### Prompt
Extract every line of the items below that contains the string "banner", matching case exactly.

## START Extracted data

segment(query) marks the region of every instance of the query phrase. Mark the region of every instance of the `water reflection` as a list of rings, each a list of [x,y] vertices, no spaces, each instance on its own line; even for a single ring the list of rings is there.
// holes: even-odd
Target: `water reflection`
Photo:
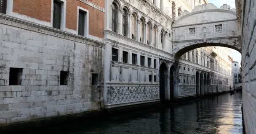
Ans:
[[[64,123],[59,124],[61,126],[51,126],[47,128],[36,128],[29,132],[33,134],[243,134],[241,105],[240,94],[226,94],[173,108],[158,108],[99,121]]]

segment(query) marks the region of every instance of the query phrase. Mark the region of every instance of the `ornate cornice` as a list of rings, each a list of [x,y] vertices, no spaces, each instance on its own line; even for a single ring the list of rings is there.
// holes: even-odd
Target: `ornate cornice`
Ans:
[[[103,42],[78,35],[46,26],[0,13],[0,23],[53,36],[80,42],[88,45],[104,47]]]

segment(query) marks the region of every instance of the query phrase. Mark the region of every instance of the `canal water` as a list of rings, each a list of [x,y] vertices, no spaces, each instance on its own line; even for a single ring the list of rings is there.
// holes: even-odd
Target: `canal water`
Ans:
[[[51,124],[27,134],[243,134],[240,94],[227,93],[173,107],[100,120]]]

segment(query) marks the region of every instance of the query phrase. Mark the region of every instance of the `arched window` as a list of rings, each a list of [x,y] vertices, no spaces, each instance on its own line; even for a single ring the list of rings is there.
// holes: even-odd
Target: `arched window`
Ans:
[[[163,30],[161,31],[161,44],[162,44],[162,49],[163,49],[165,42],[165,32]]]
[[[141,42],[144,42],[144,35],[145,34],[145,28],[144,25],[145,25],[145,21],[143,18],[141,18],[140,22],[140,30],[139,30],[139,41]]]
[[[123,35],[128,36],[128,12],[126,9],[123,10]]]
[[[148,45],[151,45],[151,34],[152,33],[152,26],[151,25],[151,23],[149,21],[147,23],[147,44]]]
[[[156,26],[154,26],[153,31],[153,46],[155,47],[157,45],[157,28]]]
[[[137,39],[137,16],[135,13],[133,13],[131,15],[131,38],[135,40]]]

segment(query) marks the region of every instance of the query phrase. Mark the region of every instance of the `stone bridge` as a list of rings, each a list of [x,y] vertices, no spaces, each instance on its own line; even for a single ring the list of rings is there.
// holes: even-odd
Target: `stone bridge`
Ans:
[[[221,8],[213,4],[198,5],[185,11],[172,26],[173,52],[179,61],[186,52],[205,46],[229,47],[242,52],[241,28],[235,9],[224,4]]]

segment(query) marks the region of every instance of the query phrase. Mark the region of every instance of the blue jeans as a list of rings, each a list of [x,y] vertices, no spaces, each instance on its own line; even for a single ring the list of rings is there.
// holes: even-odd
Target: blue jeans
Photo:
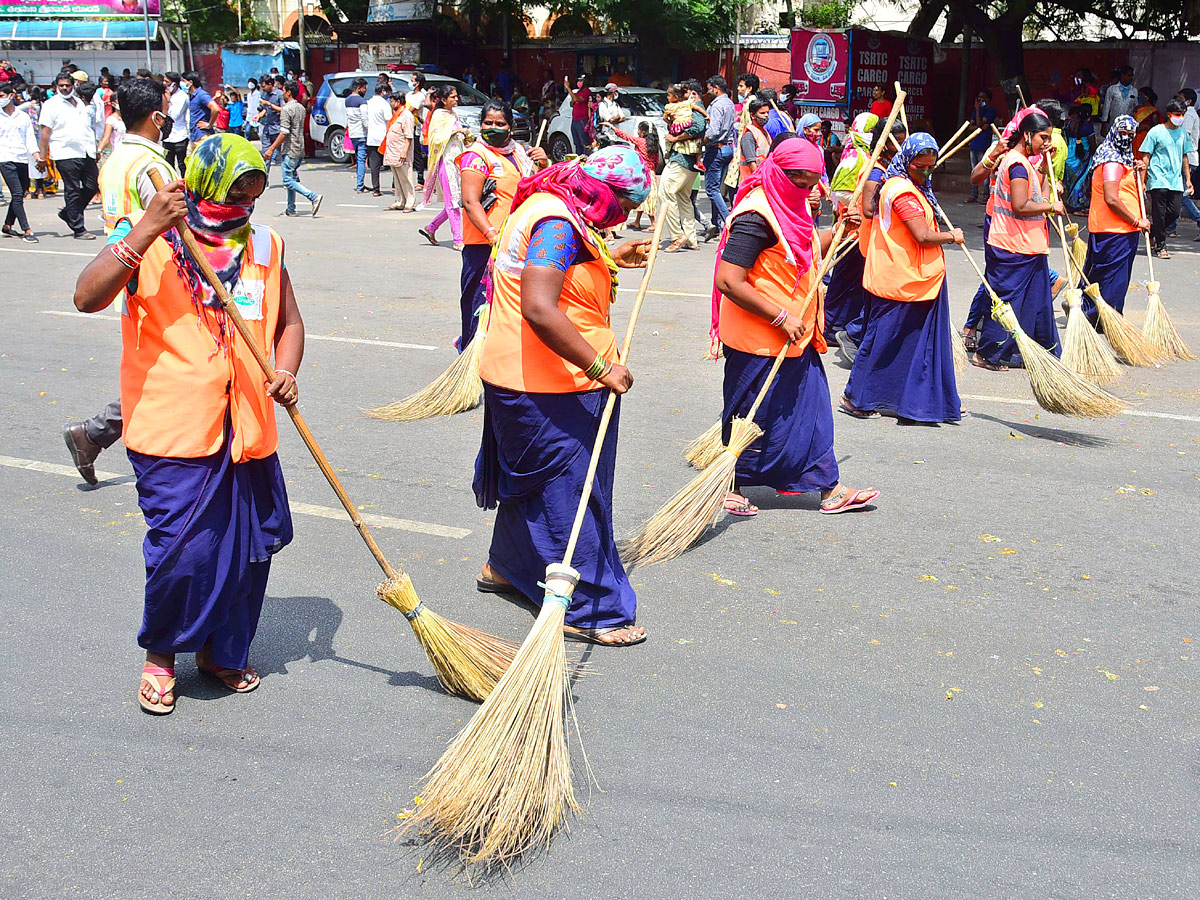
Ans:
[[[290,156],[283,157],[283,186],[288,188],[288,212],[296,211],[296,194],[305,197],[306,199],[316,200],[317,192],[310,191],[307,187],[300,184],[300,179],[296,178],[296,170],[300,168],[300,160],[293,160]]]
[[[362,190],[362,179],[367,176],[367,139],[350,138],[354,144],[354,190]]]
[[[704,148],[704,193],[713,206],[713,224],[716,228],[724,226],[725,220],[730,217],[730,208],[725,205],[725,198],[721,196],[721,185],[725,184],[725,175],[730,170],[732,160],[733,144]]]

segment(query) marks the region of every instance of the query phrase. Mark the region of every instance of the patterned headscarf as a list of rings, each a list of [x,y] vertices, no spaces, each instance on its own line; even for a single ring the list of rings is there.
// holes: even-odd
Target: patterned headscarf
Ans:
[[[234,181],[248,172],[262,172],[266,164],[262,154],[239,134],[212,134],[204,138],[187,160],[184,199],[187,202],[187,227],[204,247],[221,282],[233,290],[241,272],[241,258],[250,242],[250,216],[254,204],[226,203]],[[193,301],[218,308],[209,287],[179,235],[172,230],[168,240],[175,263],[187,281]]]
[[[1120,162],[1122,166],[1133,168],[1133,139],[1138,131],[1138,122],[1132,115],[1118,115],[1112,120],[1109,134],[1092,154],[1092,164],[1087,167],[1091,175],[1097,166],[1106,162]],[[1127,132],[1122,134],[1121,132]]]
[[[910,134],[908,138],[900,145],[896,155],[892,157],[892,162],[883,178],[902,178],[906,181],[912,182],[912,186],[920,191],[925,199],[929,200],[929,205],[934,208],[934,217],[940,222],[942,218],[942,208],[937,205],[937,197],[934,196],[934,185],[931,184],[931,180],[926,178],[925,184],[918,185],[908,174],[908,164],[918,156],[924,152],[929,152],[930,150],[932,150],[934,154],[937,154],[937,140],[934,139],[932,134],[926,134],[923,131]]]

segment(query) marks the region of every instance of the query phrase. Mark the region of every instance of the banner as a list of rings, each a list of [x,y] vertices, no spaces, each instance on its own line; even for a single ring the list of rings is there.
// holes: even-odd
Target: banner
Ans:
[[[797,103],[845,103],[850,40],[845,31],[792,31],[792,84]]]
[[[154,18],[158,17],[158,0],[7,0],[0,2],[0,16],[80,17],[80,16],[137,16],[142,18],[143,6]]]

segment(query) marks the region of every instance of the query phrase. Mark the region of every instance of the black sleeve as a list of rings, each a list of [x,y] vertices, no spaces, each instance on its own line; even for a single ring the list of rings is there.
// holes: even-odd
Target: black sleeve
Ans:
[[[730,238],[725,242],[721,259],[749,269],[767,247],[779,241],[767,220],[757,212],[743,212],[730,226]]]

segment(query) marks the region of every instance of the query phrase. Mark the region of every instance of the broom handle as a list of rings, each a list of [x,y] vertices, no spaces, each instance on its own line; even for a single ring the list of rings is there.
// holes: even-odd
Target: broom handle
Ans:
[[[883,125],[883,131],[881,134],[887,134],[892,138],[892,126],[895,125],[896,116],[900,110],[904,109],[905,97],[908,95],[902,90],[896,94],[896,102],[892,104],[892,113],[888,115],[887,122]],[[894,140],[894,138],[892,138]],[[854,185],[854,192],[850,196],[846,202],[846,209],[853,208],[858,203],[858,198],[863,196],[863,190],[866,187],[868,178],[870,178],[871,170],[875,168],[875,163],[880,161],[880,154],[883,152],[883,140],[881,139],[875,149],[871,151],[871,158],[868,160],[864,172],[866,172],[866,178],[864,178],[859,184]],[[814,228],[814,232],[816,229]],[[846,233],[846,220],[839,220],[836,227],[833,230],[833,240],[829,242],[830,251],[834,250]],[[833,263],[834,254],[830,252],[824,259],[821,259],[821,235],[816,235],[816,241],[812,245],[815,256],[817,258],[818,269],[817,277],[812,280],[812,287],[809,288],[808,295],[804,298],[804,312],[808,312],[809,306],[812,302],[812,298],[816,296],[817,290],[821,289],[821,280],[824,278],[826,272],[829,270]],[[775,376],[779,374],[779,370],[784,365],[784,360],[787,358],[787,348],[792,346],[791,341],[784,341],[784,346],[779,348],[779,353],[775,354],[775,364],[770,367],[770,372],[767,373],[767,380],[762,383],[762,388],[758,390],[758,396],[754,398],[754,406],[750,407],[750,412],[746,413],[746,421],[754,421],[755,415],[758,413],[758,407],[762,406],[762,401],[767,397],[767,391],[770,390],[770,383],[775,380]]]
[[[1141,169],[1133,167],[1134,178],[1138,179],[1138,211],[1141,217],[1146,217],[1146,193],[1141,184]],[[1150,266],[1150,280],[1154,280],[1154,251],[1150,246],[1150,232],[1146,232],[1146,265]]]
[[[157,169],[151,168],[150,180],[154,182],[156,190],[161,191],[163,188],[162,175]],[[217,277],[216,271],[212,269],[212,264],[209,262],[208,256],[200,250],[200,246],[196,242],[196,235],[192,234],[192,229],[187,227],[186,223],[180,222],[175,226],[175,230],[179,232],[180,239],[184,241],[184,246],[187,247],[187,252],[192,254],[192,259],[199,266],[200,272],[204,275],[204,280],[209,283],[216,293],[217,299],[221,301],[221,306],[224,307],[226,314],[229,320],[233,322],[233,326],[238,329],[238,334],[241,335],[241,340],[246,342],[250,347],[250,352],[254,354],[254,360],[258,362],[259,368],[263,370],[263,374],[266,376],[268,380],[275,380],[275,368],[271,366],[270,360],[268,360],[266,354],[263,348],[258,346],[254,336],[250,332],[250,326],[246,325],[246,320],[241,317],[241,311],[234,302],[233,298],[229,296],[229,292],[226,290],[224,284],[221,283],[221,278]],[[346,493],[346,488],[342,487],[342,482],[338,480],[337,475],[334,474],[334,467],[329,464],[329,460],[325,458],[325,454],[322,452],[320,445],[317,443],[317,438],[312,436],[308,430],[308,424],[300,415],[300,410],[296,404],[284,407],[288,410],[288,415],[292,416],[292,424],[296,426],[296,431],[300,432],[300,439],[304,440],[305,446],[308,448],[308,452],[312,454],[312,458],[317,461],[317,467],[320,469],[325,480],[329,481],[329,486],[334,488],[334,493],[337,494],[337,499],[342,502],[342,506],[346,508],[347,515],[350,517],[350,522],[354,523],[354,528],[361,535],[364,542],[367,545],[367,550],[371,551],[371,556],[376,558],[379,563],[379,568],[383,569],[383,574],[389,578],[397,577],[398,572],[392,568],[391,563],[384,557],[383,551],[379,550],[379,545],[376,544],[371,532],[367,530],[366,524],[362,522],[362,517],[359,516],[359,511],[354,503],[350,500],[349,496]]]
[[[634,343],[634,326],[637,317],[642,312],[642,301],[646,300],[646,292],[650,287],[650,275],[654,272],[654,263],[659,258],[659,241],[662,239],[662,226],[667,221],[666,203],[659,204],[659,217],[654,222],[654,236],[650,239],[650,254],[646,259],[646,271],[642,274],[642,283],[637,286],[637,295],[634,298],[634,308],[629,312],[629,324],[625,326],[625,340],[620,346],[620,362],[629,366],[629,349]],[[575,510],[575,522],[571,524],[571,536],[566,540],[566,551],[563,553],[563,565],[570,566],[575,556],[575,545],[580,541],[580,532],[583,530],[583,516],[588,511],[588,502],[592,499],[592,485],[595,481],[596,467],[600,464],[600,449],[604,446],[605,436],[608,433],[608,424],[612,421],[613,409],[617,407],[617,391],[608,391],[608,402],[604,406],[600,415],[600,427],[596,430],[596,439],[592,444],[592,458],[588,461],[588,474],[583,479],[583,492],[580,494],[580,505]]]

## END Extracted data
## START Extracted data

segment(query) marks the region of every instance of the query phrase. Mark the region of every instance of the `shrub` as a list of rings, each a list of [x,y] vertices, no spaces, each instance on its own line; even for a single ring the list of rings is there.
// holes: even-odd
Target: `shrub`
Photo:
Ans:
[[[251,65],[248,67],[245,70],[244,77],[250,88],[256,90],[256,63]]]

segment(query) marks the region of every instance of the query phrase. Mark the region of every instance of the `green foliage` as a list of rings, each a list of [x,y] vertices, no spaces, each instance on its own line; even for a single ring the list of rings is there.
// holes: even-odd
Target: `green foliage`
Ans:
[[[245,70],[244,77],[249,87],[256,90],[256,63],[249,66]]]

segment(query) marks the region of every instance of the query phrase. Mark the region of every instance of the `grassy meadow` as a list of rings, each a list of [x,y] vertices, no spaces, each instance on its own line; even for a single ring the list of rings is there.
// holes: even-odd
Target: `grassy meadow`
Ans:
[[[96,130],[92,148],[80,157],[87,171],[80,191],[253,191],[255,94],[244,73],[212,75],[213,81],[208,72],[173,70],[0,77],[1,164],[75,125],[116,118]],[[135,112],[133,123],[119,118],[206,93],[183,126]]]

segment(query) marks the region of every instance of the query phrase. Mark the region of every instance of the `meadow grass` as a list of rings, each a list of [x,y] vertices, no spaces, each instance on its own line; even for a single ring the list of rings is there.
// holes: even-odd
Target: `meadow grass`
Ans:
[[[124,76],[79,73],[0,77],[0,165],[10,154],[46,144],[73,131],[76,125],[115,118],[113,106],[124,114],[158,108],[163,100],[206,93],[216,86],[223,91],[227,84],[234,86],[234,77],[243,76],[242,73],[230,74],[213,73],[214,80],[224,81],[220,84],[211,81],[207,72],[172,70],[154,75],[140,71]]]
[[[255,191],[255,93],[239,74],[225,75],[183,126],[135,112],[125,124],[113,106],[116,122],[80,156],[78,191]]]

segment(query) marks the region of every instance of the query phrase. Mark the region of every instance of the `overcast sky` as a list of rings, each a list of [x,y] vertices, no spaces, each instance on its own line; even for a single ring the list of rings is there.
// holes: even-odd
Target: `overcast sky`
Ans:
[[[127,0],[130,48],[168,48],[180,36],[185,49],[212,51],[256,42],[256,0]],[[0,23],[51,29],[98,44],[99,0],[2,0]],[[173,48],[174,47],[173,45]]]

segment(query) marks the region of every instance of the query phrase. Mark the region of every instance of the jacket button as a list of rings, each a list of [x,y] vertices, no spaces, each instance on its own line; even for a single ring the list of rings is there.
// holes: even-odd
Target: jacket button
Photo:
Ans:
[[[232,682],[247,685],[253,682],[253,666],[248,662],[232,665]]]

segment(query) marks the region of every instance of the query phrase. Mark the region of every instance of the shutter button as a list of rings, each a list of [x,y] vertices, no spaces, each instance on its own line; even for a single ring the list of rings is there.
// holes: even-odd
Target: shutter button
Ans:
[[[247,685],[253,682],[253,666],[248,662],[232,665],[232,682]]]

## END Extracted data

### Exercise solution
segment(query) marks the region of every instance of the query phrase. Mark the region of every instance of the banner as a list of rings, each a list of [x,y] vertices, no spaces, each instance on its own line; even for a single ring the list of rings is there.
Target: banner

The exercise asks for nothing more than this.